#### DATA SHOWN
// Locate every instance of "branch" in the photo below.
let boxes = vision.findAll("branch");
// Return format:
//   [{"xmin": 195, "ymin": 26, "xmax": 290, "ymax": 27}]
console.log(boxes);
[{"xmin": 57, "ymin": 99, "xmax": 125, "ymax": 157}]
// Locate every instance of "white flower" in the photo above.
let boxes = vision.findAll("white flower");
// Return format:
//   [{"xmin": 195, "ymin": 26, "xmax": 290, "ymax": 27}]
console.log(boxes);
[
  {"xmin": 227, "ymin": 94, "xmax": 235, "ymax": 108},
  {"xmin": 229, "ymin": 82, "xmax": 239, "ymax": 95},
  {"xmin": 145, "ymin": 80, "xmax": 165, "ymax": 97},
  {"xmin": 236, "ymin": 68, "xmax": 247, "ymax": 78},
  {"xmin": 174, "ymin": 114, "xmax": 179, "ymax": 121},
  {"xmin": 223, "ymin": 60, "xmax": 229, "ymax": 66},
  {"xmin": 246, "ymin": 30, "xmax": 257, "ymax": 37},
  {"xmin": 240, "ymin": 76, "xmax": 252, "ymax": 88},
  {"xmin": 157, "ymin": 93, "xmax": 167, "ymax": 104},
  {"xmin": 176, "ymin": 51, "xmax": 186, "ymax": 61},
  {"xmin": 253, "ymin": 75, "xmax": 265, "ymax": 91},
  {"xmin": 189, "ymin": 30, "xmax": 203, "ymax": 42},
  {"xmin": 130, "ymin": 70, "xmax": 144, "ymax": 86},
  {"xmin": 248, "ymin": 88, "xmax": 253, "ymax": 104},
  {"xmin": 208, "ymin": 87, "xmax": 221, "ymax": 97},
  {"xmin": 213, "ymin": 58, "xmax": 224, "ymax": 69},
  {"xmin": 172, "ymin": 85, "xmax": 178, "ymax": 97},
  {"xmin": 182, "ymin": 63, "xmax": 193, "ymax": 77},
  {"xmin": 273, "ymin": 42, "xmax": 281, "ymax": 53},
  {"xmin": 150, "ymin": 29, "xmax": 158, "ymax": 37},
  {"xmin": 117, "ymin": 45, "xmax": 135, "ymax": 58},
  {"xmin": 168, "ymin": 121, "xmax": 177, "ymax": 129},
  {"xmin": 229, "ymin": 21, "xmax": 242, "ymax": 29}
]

#### EXERCISE INSTRUCTIONS
Reproduce every record above exactly as it appears.

#### WRITTEN ANSWER
// Locate every instance of "branch" in the photo below.
let boxes = vision.findAll("branch");
// Return format:
//   [{"xmin": 195, "ymin": 26, "xmax": 290, "ymax": 27}]
console.log(boxes);
[{"xmin": 57, "ymin": 99, "xmax": 125, "ymax": 157}]
// Locate every instance of "white flower" in the photo above.
let boxes = vision.findAll("white flower");
// Return format:
//   [{"xmin": 195, "ymin": 26, "xmax": 290, "ymax": 27}]
console.log(boxes);
[
  {"xmin": 227, "ymin": 94, "xmax": 235, "ymax": 108},
  {"xmin": 229, "ymin": 82, "xmax": 239, "ymax": 95},
  {"xmin": 145, "ymin": 80, "xmax": 165, "ymax": 97},
  {"xmin": 236, "ymin": 68, "xmax": 247, "ymax": 78},
  {"xmin": 174, "ymin": 114, "xmax": 179, "ymax": 121},
  {"xmin": 223, "ymin": 60, "xmax": 229, "ymax": 66},
  {"xmin": 246, "ymin": 30, "xmax": 257, "ymax": 37},
  {"xmin": 240, "ymin": 76, "xmax": 252, "ymax": 88},
  {"xmin": 157, "ymin": 93, "xmax": 167, "ymax": 104},
  {"xmin": 176, "ymin": 51, "xmax": 186, "ymax": 61},
  {"xmin": 253, "ymin": 75, "xmax": 265, "ymax": 91},
  {"xmin": 189, "ymin": 30, "xmax": 203, "ymax": 42},
  {"xmin": 130, "ymin": 70, "xmax": 144, "ymax": 86},
  {"xmin": 248, "ymin": 88, "xmax": 253, "ymax": 104},
  {"xmin": 208, "ymin": 87, "xmax": 221, "ymax": 97},
  {"xmin": 213, "ymin": 58, "xmax": 224, "ymax": 69},
  {"xmin": 172, "ymin": 85, "xmax": 178, "ymax": 97},
  {"xmin": 182, "ymin": 63, "xmax": 193, "ymax": 77},
  {"xmin": 273, "ymin": 42, "xmax": 281, "ymax": 53},
  {"xmin": 150, "ymin": 29, "xmax": 158, "ymax": 37},
  {"xmin": 117, "ymin": 45, "xmax": 135, "ymax": 58},
  {"xmin": 168, "ymin": 121, "xmax": 177, "ymax": 129},
  {"xmin": 229, "ymin": 21, "xmax": 242, "ymax": 29}
]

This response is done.